What the exercise asks ▸
A verbatim copy of the lines starting at the one with "point: the arm" and ending at the last line below is required; include nothing else.

### Data under study ###

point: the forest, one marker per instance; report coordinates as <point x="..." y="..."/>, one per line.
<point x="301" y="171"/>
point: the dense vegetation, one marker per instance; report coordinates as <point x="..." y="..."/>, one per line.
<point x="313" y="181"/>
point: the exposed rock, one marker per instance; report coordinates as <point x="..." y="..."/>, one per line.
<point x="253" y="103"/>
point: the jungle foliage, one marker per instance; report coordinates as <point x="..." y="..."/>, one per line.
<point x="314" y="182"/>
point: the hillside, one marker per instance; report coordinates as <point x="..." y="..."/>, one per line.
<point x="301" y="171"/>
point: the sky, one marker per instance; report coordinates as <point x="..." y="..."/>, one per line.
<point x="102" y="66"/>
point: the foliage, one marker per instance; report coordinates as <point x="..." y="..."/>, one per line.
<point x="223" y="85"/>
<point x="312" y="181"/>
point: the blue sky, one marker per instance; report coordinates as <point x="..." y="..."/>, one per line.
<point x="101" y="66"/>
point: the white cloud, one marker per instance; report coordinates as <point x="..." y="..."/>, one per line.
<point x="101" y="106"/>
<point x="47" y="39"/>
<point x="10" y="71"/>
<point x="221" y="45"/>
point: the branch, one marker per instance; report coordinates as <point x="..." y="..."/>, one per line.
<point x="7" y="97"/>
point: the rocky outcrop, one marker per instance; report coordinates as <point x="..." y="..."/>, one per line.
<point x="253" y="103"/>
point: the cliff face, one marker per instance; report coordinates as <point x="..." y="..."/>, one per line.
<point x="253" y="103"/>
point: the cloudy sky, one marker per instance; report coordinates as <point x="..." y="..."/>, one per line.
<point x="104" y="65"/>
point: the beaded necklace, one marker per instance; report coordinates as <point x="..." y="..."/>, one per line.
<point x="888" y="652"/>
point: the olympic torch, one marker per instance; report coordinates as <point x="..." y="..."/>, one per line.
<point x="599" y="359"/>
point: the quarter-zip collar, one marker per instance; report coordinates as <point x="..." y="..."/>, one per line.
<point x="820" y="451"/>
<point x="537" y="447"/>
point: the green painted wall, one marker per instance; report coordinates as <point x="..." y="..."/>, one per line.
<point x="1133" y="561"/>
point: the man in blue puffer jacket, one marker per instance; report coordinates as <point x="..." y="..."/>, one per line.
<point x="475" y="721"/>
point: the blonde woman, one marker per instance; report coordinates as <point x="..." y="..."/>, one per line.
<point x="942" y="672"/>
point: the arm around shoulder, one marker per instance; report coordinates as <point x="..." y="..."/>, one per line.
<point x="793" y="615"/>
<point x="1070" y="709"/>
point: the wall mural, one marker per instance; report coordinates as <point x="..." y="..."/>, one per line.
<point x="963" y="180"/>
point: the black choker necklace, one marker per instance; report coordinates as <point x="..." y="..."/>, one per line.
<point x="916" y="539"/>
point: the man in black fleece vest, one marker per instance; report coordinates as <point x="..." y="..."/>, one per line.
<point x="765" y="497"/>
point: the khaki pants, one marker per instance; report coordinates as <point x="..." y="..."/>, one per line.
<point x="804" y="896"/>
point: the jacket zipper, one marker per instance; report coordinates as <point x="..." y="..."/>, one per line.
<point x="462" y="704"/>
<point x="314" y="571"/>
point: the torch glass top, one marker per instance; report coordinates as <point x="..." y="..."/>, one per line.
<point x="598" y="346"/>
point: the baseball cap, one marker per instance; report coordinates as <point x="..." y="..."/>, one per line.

###

Answer to this task ▸
point: the arm around shoulder, one marker per instance; report coordinates as <point x="..." y="..."/>, one per line.
<point x="793" y="615"/>
<point x="1070" y="709"/>
point: the wall mural, one marker per instance; report coordinates as <point x="..." y="..."/>, one per line.
<point x="963" y="180"/>
point: the black choker necklace, one marker per instance; report coordinates as <point x="..." y="..."/>, one per line.
<point x="916" y="539"/>
point: the man in black fleece vest, one marker per instance; report coordinates as <point x="..." y="..."/>, one per line.
<point x="765" y="497"/>
point: the khaki pants, one marker per instance; report coordinates as <point x="..." y="..."/>, one per line.
<point x="804" y="896"/>
point: the jacket zipper, one marker per instance; report coordinates as <point x="..." y="..."/>, one per line.
<point x="462" y="704"/>
<point x="314" y="571"/>
point: the torch glass top, one marker per instance; report coordinates as <point x="..." y="..."/>, one per line.
<point x="598" y="346"/>
point: the baseball cap, one marker per instance; report coordinates as <point x="..." y="..."/>, one per line.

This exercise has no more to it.